• [TASK DIRECTIONS]: In the article on the BRIC program below, list every kind of government whose efforts BRIC was created to fund.

• [GIVEN PASSAGE]:
++++++++++++++++++++
The BRIC Program Is Essential in Our New Climate Reality
And yet the Trump administration has eliminated the program, canceling lifesaving projects—such as tornado safe rooms in schools—across the country.
Elevating a home for flood and hurricane mitigation in Beach Haven, New Jersey
The Trump administration’s abrupt cancellation of the Building Resilient Infrastructure and Communities (BRIC) program puts thousands of communities at risk by stalling lifesaving projects. Hazard mitigation—taking action to reduce impacts before disaster strikes—isn’t a luxury in a climate-changed world; it’s a necessity. We have to acknowledge that there are no safe havens that let us ignore the harms already at our door. Adapting to today’s climate reality—and not just hoping that things will be like they were before—is essential to keeping people safe.
A flagship Federal Emergency Management Agency (FEMA) program, BRIC was created during President Trump’s first term to fund the efforts of states, Tribes, territories, and local governments to save lives, protect property, and reduce the long-term costs of disasters. Since 2020, BRIC has directed more than $1 billion annually to climate-resilient projects to help break the expensive cycle of destruction and rebuilding.
Over its first four years, BRIC funding supported a wide range of initiatives, from hardening infrastructure against floods, wildfires, and extreme heat to advancing nature-based solutions that restore ecosystems and buffer communities. Schools were building safe rooms to protect students from tornados. Water treatment plants were shoring up their critical systems. Communities were investing in smart planning and resilient building codes, bolstering their capacity to adapt.
++++++++++++++++++++
• [DATASET EXTRACT]:
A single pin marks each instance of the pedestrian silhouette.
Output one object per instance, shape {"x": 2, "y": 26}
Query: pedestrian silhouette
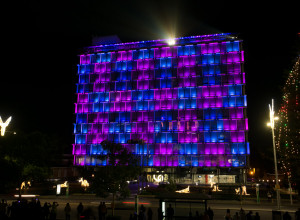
{"x": 256, "y": 217}
{"x": 228, "y": 216}
{"x": 68, "y": 211}
{"x": 210, "y": 213}
{"x": 170, "y": 212}
{"x": 149, "y": 214}
{"x": 286, "y": 216}
{"x": 79, "y": 210}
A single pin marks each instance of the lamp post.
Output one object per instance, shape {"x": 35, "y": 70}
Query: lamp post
{"x": 272, "y": 125}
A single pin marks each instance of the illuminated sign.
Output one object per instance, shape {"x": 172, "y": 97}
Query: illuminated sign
{"x": 3, "y": 125}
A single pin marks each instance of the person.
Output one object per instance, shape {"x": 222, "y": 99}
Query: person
{"x": 256, "y": 217}
{"x": 103, "y": 211}
{"x": 100, "y": 213}
{"x": 170, "y": 212}
{"x": 297, "y": 214}
{"x": 205, "y": 216}
{"x": 197, "y": 216}
{"x": 242, "y": 214}
{"x": 249, "y": 215}
{"x": 53, "y": 211}
{"x": 3, "y": 206}
{"x": 269, "y": 195}
{"x": 143, "y": 209}
{"x": 210, "y": 213}
{"x": 149, "y": 214}
{"x": 46, "y": 210}
{"x": 159, "y": 213}
{"x": 130, "y": 217}
{"x": 142, "y": 212}
{"x": 236, "y": 216}
{"x": 228, "y": 216}
{"x": 190, "y": 215}
{"x": 286, "y": 216}
{"x": 68, "y": 211}
{"x": 79, "y": 210}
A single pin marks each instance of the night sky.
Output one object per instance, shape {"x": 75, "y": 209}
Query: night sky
{"x": 41, "y": 40}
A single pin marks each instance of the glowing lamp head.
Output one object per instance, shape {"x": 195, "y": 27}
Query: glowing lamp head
{"x": 3, "y": 125}
{"x": 171, "y": 41}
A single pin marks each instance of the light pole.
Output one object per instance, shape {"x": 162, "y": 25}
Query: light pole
{"x": 272, "y": 125}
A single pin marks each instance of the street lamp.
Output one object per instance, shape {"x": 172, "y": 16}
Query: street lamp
{"x": 272, "y": 125}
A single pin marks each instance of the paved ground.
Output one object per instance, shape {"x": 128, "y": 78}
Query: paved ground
{"x": 126, "y": 207}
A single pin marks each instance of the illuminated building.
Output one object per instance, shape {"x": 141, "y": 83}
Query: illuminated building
{"x": 186, "y": 102}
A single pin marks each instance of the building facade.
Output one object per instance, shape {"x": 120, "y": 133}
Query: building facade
{"x": 186, "y": 101}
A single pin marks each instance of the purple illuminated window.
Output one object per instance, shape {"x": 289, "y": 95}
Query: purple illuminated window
{"x": 185, "y": 101}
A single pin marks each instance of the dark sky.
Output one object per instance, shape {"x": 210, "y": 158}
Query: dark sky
{"x": 42, "y": 39}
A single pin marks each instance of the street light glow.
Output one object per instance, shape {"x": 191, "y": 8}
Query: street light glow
{"x": 3, "y": 125}
{"x": 171, "y": 41}
{"x": 272, "y": 123}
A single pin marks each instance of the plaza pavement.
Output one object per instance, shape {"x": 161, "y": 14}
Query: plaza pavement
{"x": 126, "y": 207}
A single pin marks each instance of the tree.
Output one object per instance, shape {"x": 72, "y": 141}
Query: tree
{"x": 27, "y": 157}
{"x": 288, "y": 141}
{"x": 121, "y": 166}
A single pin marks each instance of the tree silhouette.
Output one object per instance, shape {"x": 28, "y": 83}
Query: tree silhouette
{"x": 121, "y": 167}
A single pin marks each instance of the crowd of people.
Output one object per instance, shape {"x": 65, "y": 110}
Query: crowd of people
{"x": 23, "y": 209}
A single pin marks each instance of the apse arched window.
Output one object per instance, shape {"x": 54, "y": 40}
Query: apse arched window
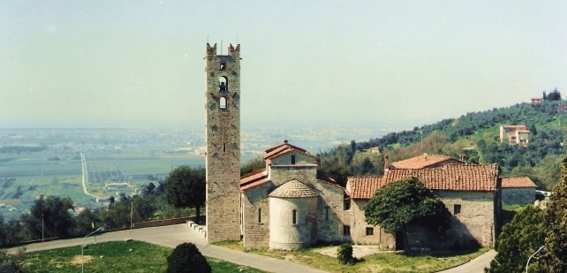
++++++++++++++++++++
• [EXERCISE ANSWER]: States, Tribes, territories, and local governments.